## [PROBLEM DESCRIPTION]
In the entries below, swap every "instance" for "occurrence" and write the lines out again with nothing else changed.

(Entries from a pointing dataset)
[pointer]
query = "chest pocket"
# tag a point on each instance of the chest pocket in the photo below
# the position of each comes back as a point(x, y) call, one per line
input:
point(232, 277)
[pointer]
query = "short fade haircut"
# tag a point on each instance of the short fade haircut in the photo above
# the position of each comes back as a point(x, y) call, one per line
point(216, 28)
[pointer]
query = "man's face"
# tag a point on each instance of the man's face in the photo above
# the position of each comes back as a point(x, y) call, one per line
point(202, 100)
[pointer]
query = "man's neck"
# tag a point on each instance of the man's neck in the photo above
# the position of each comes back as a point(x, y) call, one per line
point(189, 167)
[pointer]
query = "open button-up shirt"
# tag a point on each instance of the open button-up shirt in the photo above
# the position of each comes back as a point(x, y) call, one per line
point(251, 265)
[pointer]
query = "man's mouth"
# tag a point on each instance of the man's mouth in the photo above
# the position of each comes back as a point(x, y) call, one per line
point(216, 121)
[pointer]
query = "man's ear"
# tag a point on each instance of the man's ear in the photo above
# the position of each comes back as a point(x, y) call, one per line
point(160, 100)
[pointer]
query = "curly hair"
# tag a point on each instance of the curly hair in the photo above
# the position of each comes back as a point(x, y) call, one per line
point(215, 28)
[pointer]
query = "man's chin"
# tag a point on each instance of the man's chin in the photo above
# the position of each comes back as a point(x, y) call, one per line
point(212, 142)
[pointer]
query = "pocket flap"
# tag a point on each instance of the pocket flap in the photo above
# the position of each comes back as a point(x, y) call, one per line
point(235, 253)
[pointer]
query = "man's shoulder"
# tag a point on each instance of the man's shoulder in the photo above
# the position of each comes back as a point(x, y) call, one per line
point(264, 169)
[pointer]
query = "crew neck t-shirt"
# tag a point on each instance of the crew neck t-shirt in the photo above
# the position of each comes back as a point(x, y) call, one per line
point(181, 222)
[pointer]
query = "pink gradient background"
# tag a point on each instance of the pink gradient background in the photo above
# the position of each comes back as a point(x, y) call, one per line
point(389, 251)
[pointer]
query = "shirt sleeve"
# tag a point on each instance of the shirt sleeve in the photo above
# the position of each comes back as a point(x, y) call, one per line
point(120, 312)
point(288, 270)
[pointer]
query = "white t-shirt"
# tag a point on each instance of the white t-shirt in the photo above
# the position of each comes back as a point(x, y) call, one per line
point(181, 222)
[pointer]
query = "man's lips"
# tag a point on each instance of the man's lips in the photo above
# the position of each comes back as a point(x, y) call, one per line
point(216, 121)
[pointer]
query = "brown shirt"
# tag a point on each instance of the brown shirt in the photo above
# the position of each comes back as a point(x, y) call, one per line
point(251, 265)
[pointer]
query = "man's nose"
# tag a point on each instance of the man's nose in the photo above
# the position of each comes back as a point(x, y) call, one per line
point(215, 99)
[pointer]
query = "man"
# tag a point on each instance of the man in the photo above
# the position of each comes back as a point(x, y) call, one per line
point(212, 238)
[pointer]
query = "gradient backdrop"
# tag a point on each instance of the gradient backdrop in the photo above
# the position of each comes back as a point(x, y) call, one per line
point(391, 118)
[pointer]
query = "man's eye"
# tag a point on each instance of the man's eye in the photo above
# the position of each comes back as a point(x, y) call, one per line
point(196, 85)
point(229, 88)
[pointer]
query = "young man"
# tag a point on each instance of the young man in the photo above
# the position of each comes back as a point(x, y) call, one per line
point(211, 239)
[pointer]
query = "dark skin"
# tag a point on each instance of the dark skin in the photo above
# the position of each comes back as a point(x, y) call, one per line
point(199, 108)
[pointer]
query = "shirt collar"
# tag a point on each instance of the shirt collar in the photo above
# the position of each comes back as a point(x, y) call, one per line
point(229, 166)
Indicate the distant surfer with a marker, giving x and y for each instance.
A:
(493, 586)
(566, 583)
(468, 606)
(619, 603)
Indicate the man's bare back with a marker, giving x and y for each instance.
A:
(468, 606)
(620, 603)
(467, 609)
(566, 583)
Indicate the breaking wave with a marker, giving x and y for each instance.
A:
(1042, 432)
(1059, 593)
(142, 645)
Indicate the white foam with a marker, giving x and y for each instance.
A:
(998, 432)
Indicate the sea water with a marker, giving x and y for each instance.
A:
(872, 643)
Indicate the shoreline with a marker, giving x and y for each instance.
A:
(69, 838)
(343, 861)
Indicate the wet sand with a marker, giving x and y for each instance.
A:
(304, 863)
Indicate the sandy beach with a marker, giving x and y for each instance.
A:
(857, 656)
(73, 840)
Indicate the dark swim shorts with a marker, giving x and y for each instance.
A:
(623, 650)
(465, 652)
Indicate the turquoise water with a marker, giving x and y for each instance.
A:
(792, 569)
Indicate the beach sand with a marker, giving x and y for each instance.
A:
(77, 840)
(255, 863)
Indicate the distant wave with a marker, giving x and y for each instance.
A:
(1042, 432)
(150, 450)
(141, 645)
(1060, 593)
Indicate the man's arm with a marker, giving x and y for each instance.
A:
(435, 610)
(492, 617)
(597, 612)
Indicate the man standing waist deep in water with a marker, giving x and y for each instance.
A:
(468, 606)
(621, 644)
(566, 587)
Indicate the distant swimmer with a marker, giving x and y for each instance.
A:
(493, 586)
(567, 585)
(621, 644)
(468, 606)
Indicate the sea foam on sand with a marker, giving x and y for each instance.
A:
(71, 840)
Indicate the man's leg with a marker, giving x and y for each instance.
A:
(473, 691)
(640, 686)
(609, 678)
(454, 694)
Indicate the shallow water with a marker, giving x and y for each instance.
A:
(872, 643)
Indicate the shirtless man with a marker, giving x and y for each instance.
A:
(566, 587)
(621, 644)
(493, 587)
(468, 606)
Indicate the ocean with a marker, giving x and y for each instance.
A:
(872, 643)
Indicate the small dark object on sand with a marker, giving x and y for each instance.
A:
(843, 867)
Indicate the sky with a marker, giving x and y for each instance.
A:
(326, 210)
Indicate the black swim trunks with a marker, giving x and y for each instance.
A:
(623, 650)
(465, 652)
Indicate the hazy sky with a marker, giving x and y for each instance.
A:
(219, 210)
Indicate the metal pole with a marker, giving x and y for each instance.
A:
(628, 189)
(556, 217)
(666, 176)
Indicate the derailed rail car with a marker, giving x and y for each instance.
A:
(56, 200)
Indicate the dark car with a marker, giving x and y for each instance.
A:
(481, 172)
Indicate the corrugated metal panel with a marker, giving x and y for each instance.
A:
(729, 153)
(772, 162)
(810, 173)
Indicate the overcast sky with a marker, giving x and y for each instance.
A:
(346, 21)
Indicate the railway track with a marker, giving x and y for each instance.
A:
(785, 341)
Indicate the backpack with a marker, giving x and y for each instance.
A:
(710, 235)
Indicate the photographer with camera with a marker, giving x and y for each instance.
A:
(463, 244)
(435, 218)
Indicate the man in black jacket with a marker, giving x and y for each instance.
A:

## [OUTPUT BELOW]
[pointer]
query = "chest pocket"
# tag a point on each occurrence of the chest pocket in the photo below
# the position of each comes back as a point(x, y) call, one per line
input:
point(232, 277)
[pointer]
query = "short fade haircut"
# tag a point on each occurrence of the short fade haircut in the photo above
# the position of each comes back as a point(x, y) call, one per line
point(216, 28)
[pointer]
query = "man's face"
# tag a point on each occurrence of the man's face in the photo above
# the position of each comes back as a point(x, y) call, one per line
point(202, 100)
[pointer]
query = "man's neck"
# tag a point on each occurrence of the man's neck in the photo above
# the position of each comes back as a point(x, y) call, one per line
point(189, 167)
[pointer]
query = "open button-up shirt"
# tag a point on each occurrence of the open button-up shirt in the photo above
# the position of each comes back as a point(x, y) call, one per line
point(251, 265)
[pointer]
query = "man's mouth"
# tag a point on each occurrence of the man's mouth in the photo above
# the position of each comes back as a point(x, y) call, one per line
point(216, 121)
[pointer]
query = "man's ear"
# tag a point on each occurrence of the man's ear in the photo above
# the position of each comes back as a point(x, y) call, one per line
point(160, 100)
[pointer]
query = "curly hair"
# tag a point on each occurrence of the curly hair in the photo above
# the position of each comes back as a point(x, y) call, one per line
point(215, 28)
[pointer]
query = "man's chin"
# tag a point on each occurrence of the man's chin in the photo above
# the position of each comes back as a point(x, y) call, one per line
point(212, 142)
[pointer]
query = "pocket flap"
# tag a point on each occurrence of the pocket flap in the photo above
# the position of each comes back as a point(x, y) call, one per line
point(235, 253)
[pointer]
query = "man's shoulder"
# tag a point on each occurrence of the man's shoulder in the photo above
# the position of each comes back as a point(x, y) call, one per line
point(264, 169)
[pointer]
query = "crew neck t-shirt"
# tag a point on each occurrence of the crew neck t-shirt in the photo above
# the position of each comes back as a point(x, y) call, one per line
point(181, 222)
[pointer]
query = "pink gradient background"
# tag a point on each occurrence of the pink gradient background in the photo above
# the position of each comes back as a point(x, y) call, one per line
point(389, 251)
[pointer]
query = "shirt sleeve"
# tag a point on each occurrence of the shirt sleeve in the photo above
# the position of each comes back as a point(x, y) call, one per line
point(120, 312)
point(288, 270)
[pointer]
query = "white t-shirt"
# tag a point on each occurrence of the white t-shirt in the photo above
# the position of each comes back as a point(x, y) call, one per line
point(181, 222)
[pointer]
query = "man's lips"
# tag a point on each occurrence of the man's lips in the photo above
# the position of each comes back as a point(x, y) call, one per line
point(216, 121)
[pointer]
query = "brown shirt"
# tag a point on each occurrence of the brown shirt in the photo above
# the position of each comes back as a point(x, y) call, one per line
point(251, 265)
[pointer]
query = "man's nose"
# tag a point on each occurrence of the man's nose in the photo above
# the position of each comes back as a point(x, y) call, one per line
point(215, 99)
[pointer]
query = "man"
# tag a point on each occurrence of the man in the photo above
# the position of each comes back as a point(x, y) call, one per line
point(212, 238)
[pointer]
query = "gradient backdrop"
# tag a point on each occurrence of the gradient backdrop in the photo above
# the position of each comes back as a point(x, y) call, one per line
point(391, 118)
[pointer]
query = "man's eye"
# tag a point on each occurrence of the man's eye in the photo above
# the position of each comes back as a point(x, y) call, one per line
point(196, 85)
point(229, 88)
[pointer]
query = "young man"
# tag a point on each occurrence of the young man in the photo above
# the position of each comes back as a point(x, y) call, one per line
point(211, 239)
[pointer]
query = "dark skin"
# tag a point on each occurrence of the dark skin in the photo above
# the position of each comes back as a point(x, y) call, one per line
point(199, 108)
[pointer]
query = "shirt collar"
# tag a point on each occurrence of the shirt collar in the photo above
# the position of each comes back as a point(x, y) call, one per line
point(229, 166)
Indicate the distant surfer with a marker, giving x and y for each occurrence.
A:
(493, 586)
(566, 583)
(468, 606)
(619, 603)
Indicate the man's bare back with a marker, giving x and y for each occurrence.
A:
(468, 606)
(620, 603)
(467, 609)
(566, 583)
Indicate the breaking wave with a marker, giving x and y for each occurrence.
A:
(1042, 432)
(1059, 593)
(142, 645)
Indicate the white foam with a marker, giving x and y for each occurrence.
A:
(998, 432)
Indicate the sea water with a marker, giving x and y for each occurrence.
A:
(872, 643)
Indicate the shoreline with a marker, giving x and y for each occurrence.
A:
(69, 838)
(343, 861)
Indicate the wet sand with a marker, giving x and y for each occurrence.
A:
(304, 863)
Indicate the sandy beach with a marker, giving x and y for each occurrence.
A:
(857, 656)
(73, 840)
Indicate the dark swim shorts with a marker, giving x and y for each occurrence.
A:
(623, 650)
(465, 652)
Indicate the turquoise water with a marker, giving x and y for each occurrence.
A:
(792, 569)
Indicate the beach sand with a marker, giving x and y for each occurrence.
A:
(77, 840)
(255, 863)
Indicate the distant wave with a marker, giving x and y for each occurrence.
A:
(1042, 432)
(150, 450)
(141, 645)
(1060, 593)
Indicate the man's arm with a marker, giving x and y for each occurrence.
A:
(435, 610)
(492, 617)
(597, 612)
Indicate the man standing waist deep in water with a marker, giving x and y for each occurrence.
A:
(468, 606)
(621, 644)
(566, 587)
Indicate the distant swimmer with a marker, giving x and y for each occurrence.
A:
(493, 586)
(567, 585)
(621, 644)
(468, 606)
Indicate the sea foam on sand with a marker, giving x and y for each occurrence.
A:
(71, 840)
Indicate the man's leg with a marker, giving x and y for each occurrence.
A:
(473, 691)
(640, 686)
(609, 678)
(454, 694)
Indicate the shallow water with a marker, giving x and y for each occurrence.
A:
(872, 643)
Indicate the shirtless man with a marker, giving x and y for each occurrence.
A:
(566, 587)
(621, 644)
(493, 587)
(468, 606)
Indicate the ocean with a marker, giving x and y for each occurrence.
A:
(872, 643)
Indicate the small dark object on sand with a marker, giving x and y for each occurrence.
A:
(843, 867)
Indicate the sky with a marker, giving x and y for each occurrence.
A:
(326, 210)
Indicate the black swim trunks with a marker, giving x and y for each occurrence.
A:
(623, 650)
(465, 652)
Indicate the hazy sky with a marker, giving x and y for each occurrence.
A:
(219, 210)
Indicate the metal pole with a marker, giving x and y for each occurrence.
A:
(628, 189)
(556, 217)
(666, 176)
Indicate the derailed rail car with a marker, giving x and y for each occurrence.
A:
(56, 200)
Indicate the dark car with a marker, giving x and y for each occurrence.
A:
(481, 172)
Indicate the corrugated metal panel with a marker, giving x and y for each occurrence.
A:
(729, 153)
(772, 162)
(810, 173)
Indicate the overcast sky with a marker, giving x and y for each occurrence.
A:
(346, 21)
Indicate the railway track with a marker, giving x and y for each occurrence.
A:
(785, 341)
Indicate the backpack with a marker, giving x and y for each occurrence.
A:
(710, 235)
Indicate the photographer with camera with a marker, giving x and y for each occurrence.
A:
(463, 244)
(435, 218)
Indicate the man in black jacket with a marker, giving x and y for each occurrence.
A:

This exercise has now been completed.